Task: Extract the whole listing as it stands. Do not include the pictures.

Excerpted data:
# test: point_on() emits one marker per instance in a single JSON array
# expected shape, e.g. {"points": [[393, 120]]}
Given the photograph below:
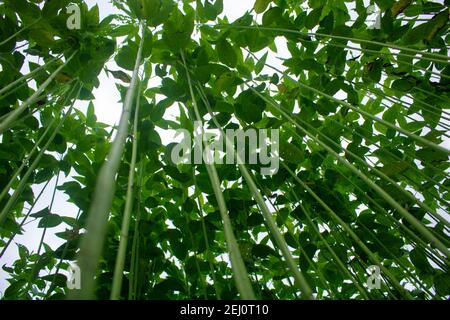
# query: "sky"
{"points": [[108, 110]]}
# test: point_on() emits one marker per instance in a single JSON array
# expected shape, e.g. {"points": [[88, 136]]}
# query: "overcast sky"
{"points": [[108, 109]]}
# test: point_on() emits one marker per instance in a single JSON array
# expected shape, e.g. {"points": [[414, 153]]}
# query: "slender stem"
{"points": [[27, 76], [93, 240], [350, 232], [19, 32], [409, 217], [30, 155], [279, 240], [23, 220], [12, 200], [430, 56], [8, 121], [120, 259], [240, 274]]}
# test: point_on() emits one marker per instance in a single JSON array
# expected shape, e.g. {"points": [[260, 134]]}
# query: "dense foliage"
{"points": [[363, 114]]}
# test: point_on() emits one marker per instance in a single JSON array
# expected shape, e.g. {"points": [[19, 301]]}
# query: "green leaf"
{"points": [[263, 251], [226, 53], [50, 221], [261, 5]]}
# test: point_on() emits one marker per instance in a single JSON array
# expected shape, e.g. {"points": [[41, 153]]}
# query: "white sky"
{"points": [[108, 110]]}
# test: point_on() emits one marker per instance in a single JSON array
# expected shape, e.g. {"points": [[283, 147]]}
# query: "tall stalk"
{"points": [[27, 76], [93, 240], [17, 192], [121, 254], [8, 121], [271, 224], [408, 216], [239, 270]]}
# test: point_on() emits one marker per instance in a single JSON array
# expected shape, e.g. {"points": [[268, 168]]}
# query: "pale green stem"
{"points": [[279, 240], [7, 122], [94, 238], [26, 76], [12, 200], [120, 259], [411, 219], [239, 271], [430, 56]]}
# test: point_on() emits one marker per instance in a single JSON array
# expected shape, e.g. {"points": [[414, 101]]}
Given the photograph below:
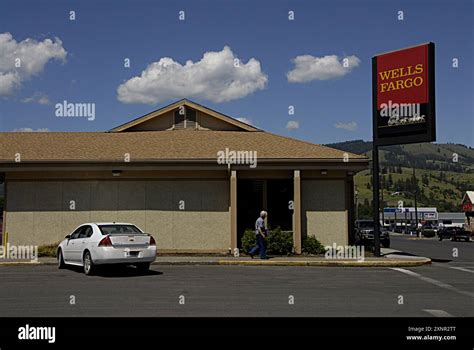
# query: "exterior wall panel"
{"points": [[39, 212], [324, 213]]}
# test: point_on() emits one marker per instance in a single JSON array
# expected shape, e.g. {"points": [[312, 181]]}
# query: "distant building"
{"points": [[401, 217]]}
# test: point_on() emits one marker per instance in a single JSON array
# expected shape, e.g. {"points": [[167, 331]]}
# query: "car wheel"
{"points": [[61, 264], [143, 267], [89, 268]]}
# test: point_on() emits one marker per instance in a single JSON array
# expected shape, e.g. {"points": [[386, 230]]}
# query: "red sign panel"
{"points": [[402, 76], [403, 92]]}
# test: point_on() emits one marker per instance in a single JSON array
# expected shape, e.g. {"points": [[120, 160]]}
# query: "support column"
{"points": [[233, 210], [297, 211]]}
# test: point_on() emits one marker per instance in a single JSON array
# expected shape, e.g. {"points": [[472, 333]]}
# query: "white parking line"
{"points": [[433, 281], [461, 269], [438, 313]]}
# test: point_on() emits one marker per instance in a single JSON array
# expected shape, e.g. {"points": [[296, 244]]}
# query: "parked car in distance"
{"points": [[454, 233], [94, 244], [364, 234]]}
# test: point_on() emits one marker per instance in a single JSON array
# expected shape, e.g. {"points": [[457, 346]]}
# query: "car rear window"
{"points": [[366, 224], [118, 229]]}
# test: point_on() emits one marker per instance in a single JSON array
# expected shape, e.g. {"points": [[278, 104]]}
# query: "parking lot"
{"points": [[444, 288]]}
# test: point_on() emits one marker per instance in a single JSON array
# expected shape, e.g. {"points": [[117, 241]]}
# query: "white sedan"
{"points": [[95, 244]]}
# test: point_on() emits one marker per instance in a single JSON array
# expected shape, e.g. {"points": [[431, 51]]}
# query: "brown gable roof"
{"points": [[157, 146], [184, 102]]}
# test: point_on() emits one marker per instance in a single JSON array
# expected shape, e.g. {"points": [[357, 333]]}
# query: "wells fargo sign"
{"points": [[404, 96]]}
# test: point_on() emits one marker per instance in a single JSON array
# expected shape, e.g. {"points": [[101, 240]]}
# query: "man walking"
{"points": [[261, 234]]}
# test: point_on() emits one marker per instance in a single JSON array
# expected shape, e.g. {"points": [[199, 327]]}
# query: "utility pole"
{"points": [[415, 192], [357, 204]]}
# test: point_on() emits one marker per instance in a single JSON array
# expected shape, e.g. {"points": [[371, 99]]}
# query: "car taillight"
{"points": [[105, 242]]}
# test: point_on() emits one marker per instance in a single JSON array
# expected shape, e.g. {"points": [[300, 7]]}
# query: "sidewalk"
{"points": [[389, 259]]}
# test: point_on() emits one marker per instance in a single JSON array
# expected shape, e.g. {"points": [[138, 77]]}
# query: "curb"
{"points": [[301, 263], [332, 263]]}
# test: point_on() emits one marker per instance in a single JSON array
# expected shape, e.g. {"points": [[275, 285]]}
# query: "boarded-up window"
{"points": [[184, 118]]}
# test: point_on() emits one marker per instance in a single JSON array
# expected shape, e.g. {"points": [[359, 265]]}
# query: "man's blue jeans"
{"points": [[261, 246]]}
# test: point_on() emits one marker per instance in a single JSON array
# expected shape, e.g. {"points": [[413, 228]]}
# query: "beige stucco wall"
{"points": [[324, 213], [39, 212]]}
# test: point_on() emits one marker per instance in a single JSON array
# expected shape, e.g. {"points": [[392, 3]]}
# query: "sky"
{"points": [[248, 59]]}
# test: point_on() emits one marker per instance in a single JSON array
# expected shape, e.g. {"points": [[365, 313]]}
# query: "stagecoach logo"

Result for this exercise:
# test: point_on() emits one marker per instance in a single JSON array
# expected shape, e.g. {"points": [[393, 120]]}
Given the photograph below:
# query: "sky"
{"points": [[108, 110]]}
# test: point_on() emits one marker per instance in a single JSON array
# expected shape, e.g. {"points": [[88, 136]]}
# query: "overcast sky"
{"points": [[108, 109]]}
# test: point_on() emits one marker per instance in a single JSON array
# expected shape, e.g. {"points": [[414, 153]]}
# query: "slender stem"
{"points": [[27, 76], [93, 240], [350, 232], [19, 32], [409, 217], [30, 155], [279, 240], [23, 220], [12, 200], [430, 56], [8, 121], [120, 259], [240, 274]]}
# test: point_on() emits one marker per instance in a single JSON array
# expected shape, e.g. {"points": [[260, 134]]}
# query: "dense foliage"
{"points": [[363, 114]]}
# test: point_on() emits one marker per instance in a single JSON array
# expected shape, e.g. {"points": [[19, 301]]}
# query: "green leaf"
{"points": [[263, 251], [226, 53], [50, 221], [261, 5]]}
# test: point_on() emits one marker per instance in a single JSON array
# expected shape, e.g. {"points": [[41, 153]]}
# query: "white sky"
{"points": [[108, 110]]}
# test: point_on() emits one marker per instance in a single JSON array
# expected shape, e.g. {"points": [[283, 147]]}
# query: "tall stalk"
{"points": [[27, 76], [93, 240], [17, 192], [121, 254], [8, 121], [271, 224], [408, 216], [239, 270]]}
# test: point_on() emits one marker per instance in a single JSON array
# expected shape, e.g. {"points": [[268, 168]]}
# query: "pale green stem"
{"points": [[279, 240], [7, 122], [94, 238], [26, 76], [12, 200], [120, 259], [411, 219], [239, 271], [430, 56]]}
# test: point_on() emits one marker per instance in a single JSON array
# expected shape, e.g. {"points": [[414, 101]]}
Given the photograph below:
# query: "exterior wall panel"
{"points": [[39, 212], [324, 213]]}
# test: point_on() emits one marker per instance in a single JSON array
# expected shape, e.g. {"points": [[312, 181]]}
# query: "distant building"
{"points": [[401, 217]]}
# test: point_on() emits one marker per instance in a single JSON array
# expected shape, e.g. {"points": [[167, 331]]}
# query: "car wheel"
{"points": [[61, 264], [143, 267], [89, 268]]}
# test: point_on() emits one marker per instance in a single JSON array
# expected shape, e.g. {"points": [[386, 230]]}
# query: "red sign panel"
{"points": [[402, 76], [403, 92]]}
# test: point_on() emits one marker per instance in a single JSON array
# expected shape, e.g. {"points": [[120, 160]]}
# query: "support column"
{"points": [[233, 210], [297, 211]]}
# test: point_on() emits one marker per instance in a single JSON array
# expected shape, e.g. {"points": [[472, 333]]}
# query: "white parking line"
{"points": [[433, 281], [461, 269], [438, 313]]}
# test: point_on() emits one marker per instance in a single JSON array
# expected shape, e.g. {"points": [[296, 244]]}
# query: "parked car in distance"
{"points": [[454, 233], [94, 244], [364, 234]]}
# test: point_on() emits one marker per instance in a single JSON array
# expected shape, e.g. {"points": [[457, 346]]}
# query: "car rear window"
{"points": [[366, 224], [118, 229]]}
# test: point_on() emits one marker per instance in a single JSON array
# expected shape, e.g. {"points": [[278, 104]]}
# query: "parking lot"
{"points": [[444, 288]]}
# test: point_on() emits one marker per instance in a single JSON array
# expected shape, e.g. {"points": [[117, 241]]}
# query: "white sedan"
{"points": [[95, 244]]}
# test: point_on() emits one marker per instance in a single JSON array
# expected shape, e.g. {"points": [[431, 51]]}
# query: "brown gable roof"
{"points": [[157, 146], [184, 102]]}
# test: point_on() emits one marker per instance in a single JSON array
# expected shape, e.g. {"points": [[357, 333]]}
# query: "wells fargo sign"
{"points": [[404, 96]]}
# test: point_on() emits one marker per instance in a single JSON array
# expected shape, e.g. {"points": [[101, 240]]}
# query: "man walking"
{"points": [[261, 234]]}
# test: point_on() emits one marker per instance in a single JSON array
# expected shape, e.g. {"points": [[199, 327]]}
# query: "utility pole"
{"points": [[415, 192], [357, 204]]}
# test: point_on() emits one marker per instance in a single JSON array
# expected shape, e.g. {"points": [[371, 99]]}
# query: "car taillight"
{"points": [[105, 242]]}
# test: point_on() emits one marker per instance in a single JSON array
# expected shape, e.g. {"points": [[300, 7]]}
# query: "sidewalk"
{"points": [[389, 259]]}
# test: point_on() emits one marker per instance in a single JSON array
# expected shape, e.g. {"points": [[138, 77]]}
# query: "curb"
{"points": [[301, 263], [332, 263]]}
# test: point_on() emits one marker per instance in a single JSON array
# expected shape, e.g. {"points": [[275, 285]]}
# query: "boarded-up window"
{"points": [[184, 118]]}
# test: point_on() emits one marker per instance in a single JSON array
# expected shape, e.g. {"points": [[359, 265]]}
# query: "man's blue jeans"
{"points": [[261, 246]]}
# test: point_on() emits one marker per instance in a single JSON array
# expected shape, e.g. {"points": [[413, 228]]}
# query: "beige stucco wall"
{"points": [[324, 213], [39, 212]]}
# test: point_on() emits one marker per instance in a single JSON array
# expected shape, e.g. {"points": [[392, 3]]}
# query: "sky"
{"points": [[248, 59]]}
# test: point_on() emits one marker per instance in a single JSON array
# expected shape, e.g. {"points": [[365, 313]]}
# query: "stagecoach logo"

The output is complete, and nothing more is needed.